Task directions>
Extract each line of the data below and reproduce it verbatim, in the original order.

Data excerpts>

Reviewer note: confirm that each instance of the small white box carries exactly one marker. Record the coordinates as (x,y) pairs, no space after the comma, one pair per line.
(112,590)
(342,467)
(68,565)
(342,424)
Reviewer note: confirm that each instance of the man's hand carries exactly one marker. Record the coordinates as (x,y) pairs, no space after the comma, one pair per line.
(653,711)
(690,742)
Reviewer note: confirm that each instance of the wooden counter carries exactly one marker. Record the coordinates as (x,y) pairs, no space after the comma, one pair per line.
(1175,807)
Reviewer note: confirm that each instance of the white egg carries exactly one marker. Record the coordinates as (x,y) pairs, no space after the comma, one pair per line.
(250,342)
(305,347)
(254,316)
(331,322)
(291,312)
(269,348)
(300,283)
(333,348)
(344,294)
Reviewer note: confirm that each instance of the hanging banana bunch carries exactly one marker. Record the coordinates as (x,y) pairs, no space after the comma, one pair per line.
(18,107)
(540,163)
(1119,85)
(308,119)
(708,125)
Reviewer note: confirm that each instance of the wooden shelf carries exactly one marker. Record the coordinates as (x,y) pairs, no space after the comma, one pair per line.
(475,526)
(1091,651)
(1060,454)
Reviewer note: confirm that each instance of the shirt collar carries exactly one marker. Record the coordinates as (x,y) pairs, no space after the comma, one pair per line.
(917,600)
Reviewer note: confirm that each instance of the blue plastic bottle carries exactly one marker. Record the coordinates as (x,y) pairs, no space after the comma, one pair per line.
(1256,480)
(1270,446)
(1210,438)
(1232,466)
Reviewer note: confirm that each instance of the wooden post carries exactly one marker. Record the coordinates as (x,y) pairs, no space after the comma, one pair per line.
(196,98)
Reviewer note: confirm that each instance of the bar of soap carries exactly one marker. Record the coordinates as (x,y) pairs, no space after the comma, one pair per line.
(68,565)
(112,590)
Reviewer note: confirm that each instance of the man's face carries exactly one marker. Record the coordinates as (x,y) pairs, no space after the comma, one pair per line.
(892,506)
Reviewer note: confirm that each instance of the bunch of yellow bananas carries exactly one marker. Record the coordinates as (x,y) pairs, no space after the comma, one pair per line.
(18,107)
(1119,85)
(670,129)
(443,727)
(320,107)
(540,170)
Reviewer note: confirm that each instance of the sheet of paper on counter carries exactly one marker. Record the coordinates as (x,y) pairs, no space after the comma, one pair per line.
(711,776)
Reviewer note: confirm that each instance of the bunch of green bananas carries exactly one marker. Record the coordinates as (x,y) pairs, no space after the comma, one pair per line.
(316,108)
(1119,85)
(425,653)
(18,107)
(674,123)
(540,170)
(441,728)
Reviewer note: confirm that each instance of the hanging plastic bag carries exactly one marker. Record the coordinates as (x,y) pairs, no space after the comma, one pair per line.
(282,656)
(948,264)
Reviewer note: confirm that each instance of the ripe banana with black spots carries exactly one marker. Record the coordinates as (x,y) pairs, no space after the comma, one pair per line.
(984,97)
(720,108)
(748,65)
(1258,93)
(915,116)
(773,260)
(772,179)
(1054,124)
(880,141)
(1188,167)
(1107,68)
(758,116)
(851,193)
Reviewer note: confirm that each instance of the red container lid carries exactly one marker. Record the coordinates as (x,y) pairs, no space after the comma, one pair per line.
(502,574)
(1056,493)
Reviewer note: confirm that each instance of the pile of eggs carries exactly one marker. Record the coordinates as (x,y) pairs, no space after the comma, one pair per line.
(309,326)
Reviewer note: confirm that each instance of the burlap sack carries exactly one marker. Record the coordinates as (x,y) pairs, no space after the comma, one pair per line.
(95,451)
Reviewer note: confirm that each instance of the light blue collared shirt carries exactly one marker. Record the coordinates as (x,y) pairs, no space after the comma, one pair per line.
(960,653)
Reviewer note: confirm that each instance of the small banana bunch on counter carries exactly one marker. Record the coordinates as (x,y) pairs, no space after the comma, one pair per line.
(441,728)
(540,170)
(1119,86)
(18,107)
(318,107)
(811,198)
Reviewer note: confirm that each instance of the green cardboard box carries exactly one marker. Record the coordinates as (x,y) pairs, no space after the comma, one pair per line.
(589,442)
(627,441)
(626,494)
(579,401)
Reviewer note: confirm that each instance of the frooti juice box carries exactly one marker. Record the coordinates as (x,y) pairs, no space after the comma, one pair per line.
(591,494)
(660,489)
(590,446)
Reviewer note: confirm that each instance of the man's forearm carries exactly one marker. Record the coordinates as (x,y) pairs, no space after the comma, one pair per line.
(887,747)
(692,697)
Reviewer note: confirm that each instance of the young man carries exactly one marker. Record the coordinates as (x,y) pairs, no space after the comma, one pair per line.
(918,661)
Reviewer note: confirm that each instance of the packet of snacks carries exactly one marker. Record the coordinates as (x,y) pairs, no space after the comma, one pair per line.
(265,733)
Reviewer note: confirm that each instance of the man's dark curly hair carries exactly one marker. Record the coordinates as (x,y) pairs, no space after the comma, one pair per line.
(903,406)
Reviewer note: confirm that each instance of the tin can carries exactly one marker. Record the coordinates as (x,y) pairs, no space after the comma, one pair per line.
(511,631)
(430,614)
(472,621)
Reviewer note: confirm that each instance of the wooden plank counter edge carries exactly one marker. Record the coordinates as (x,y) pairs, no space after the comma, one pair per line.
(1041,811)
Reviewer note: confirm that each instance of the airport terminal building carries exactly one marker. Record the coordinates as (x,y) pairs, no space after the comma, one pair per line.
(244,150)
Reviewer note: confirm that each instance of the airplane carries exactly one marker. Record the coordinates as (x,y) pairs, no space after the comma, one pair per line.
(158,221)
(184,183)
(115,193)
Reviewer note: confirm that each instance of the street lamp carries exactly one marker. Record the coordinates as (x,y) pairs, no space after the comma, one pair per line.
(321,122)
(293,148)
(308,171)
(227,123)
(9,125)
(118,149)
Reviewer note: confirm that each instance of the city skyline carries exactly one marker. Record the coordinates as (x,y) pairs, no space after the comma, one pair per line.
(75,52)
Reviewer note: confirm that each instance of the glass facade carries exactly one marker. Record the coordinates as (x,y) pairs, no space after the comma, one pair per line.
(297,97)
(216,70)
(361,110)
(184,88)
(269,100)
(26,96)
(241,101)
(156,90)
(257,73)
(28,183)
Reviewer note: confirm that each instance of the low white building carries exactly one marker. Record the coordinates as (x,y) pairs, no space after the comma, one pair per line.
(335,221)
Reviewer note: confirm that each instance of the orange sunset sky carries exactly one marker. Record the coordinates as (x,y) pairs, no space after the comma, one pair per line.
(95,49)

Task answer>
Reviewer note: confirm that each instance of the small white box carries exactly one marker. Record the coordinates as (x,y) pairs, no space after the comma, one pair per line.
(112,590)
(342,467)
(68,565)
(342,424)
Reviewer note: confirm that each instance of the man's hand carries exactly one marker. Record the coordinates as (x,y) pairs, no space after the comma, one pair per line.
(653,711)
(690,742)
Reviewer note: confirm that each instance of the wooden counter carries exactly one marker. Record the coordinates as (x,y) pairs, no space after the comma, one pair per line.
(1175,807)
Reviewer note: confirm that each instance of the white egg carries exactly one marker. Record the coordinates as (x,y) pairs, no space after the comma, one pair per line.
(250,342)
(305,347)
(254,316)
(331,322)
(291,312)
(269,348)
(300,283)
(333,348)
(344,294)
Reviewer note: confirm that each instance of the hanging banana bunch carries exactly one marker. Record the coordinates as (x,y) pairs, no space after the comma, one pair per line.
(18,107)
(540,163)
(1119,85)
(308,119)
(708,125)
Reviewer note: confirm that each instance of the wooden shelf carries exactly one marker. Record the coordinates as (x,y) pairs, no space after the comma, one pair per line.
(475,526)
(1091,651)
(1060,454)
Reviewer note: confirm that each instance of the shirt collar carries exactly one marker. Record the coordinates as (x,y) pairs, no space after the comma, one pair per line.
(917,600)
Reviewer note: confirm that each instance of the blue plastic bottle carries exactly one marker. Record the coordinates as (x,y) pairs, no space after the comma, one pair per line.
(1256,480)
(1270,446)
(1210,438)
(1232,466)
Reviewer note: confirm that each instance of the wooden post carries exactly one marker. Record the coordinates as (x,y) pairs, no space after the comma, one pair per line.
(196,98)
Reviewer note: confirm that each instance of the bar of soap carries exactly one marker. Record the coordinates as (x,y) pairs, no space after the comma, one pair per line.
(68,565)
(112,590)
Reviewer note: confirm that each instance of the man's face carries exactly one marker. Record the coordinates as (x,y) pairs, no space after the comma, one pair per line.
(892,506)
Reviewer note: confirm that each instance of the bunch of yellow bananas carries exactly one marker. Record the coordinates as (x,y) pairs, no space after the comma, one pair per line.
(18,107)
(1119,85)
(670,129)
(443,727)
(320,107)
(540,170)
Reviewer note: confirm that each instance of the sheet of paper on counter carries exactly one marker. Record the coordinates as (x,y) pairs, no space after the comma, one pair per line.
(711,776)
Reviewer note: confirm that each instance of the bunch of green bananas carries exactly one marker. Record the coordinates as (x,y) pairs, no space after the comma, one pair per line.
(316,108)
(1119,85)
(425,653)
(18,107)
(674,123)
(540,170)
(441,728)
Reviewer note: confirm that each instance of the hanging plastic bag carries exactly one marker. Record the coordinates as (x,y) pairs, no space after the comma, one pair per line.
(282,656)
(948,264)
Reviewer note: confirm that each instance of the ripe banana with black spots carries exactly one marker. Record the coordinates as (x,y) pairs, no space after the comma, one pair per line.
(984,97)
(720,108)
(748,65)
(1258,93)
(915,116)
(773,260)
(772,179)
(1054,124)
(880,141)
(1188,167)
(1107,68)
(758,116)
(851,193)
Reviewer note: confirm that each instance of the red container lid carries exactly one marker. Record the coordinates as (x,y) pairs, no space after the comma, one pair per line.
(502,574)
(1056,493)
Reviewer note: confirm that each instance of the pile of eggs carries exactly one marker. Record the coordinates as (x,y) pairs, no space after the comma, one pair per line.
(309,326)
Reviewer note: confirm that each instance of the burlap sack carries exactly one marker. Record the coordinates as (x,y) pairs, no space after the comma, one pair per line.
(95,451)
Reviewer note: confirm that each instance of the light blue collared shirt carries exactly one marker. Record the coordinates as (x,y) pairs, no space after the comma, one pair per line.
(960,653)
Reviewer note: confirm that each instance of the small banana bunch on counter carries exactly one marker. Record the coordinates as (x,y) pairs, no space after the comma, one pair per line.
(441,728)
(540,170)
(1119,86)
(18,107)
(318,107)
(811,198)
Reviewer note: confirm that each instance of the green cardboard box carries exactly one marker. Record the coordinates as (x,y) pairs, no space after the comma, one pair per line.
(589,442)
(627,441)
(626,494)
(579,401)
Reviewer note: confirm that each instance of the frooti juice box carries exactly one marker. Record the coordinates as (x,y) pairs, no space after the comma, one pair per line.
(591,494)
(660,489)
(590,446)
Reviewer note: confirm that each instance of the man's forearm carries exactly one marker. Record the coordinates as (x,y) pairs, no space after the comma, one pair per line.
(887,747)
(692,697)
Reviewer note: confirm that each instance of the young man carries exactly one marker. Record the coordinates as (x,y) pairs, no space after the comma, one pair per line.
(918,661)
Reviewer note: confirm that each instance of the packet of snacks carries exactly one marker. Record the coordinates as (x,y) pairs, no space after the comma, one pair per line.
(265,733)
Reviewer note: confirm that each instance of the man's dark curly hair carries exactly one marker. Record the coordinates as (x,y) pairs, no space after the comma, one pair per line.
(903,406)
Reviewer note: confirm that each instance of the tin can carries exactly one marker. Record the coordinates as (x,y) pairs, no space after the comma, one pair per line.
(511,631)
(430,614)
(472,621)
Reviewer note: confirm that each instance of the wooden plank counter edge carries exactly one marker. Record the coordinates as (x,y) pairs, no space after the comma, one pair per line.
(1041,811)
Reviewer note: confirm that each instance of the airport terminal building carries exactly one marker. Record the coordinates as (x,y) pairs, no space after the comma, one pair per line.
(244,150)
Reviewer note: confirm that each instance of the airplane carries exactly one marker. Record the coordinates as (x,y) pairs, no space after the comma, one pair per line.
(158,221)
(184,183)
(115,193)
Reviewer note: confirm that each instance of the street lamp carries exactly one marker. Record the coordinates as (x,y) pairs, no space after the comma, one pair per line.
(321,122)
(293,148)
(308,171)
(227,123)
(9,125)
(118,149)
Reviewer note: confirm that each instance of the city skyline carries exactly one marker. Record the coordinates as (x,y) pairs, no space after the comma, one pair per line.
(75,52)
Reviewer note: confirm that each instance of the glass facade carries exactly one marker. Record the coordinates as (x,y) pairs, no space after the comma, one pair per line.
(297,97)
(216,70)
(361,110)
(184,88)
(269,100)
(26,96)
(241,101)
(156,90)
(257,73)
(28,183)
Reviewer note: confirm that each instance of the low white building carries exactly one marker. Record the coordinates as (x,y) pairs, no space after the comma, one pair per line.
(335,221)
Reviewer note: confirm that each instance of the orange sunset sky carries exactly one marker. Record the coordinates as (x,y) pairs, no space after the comma, one pair per line.
(95,49)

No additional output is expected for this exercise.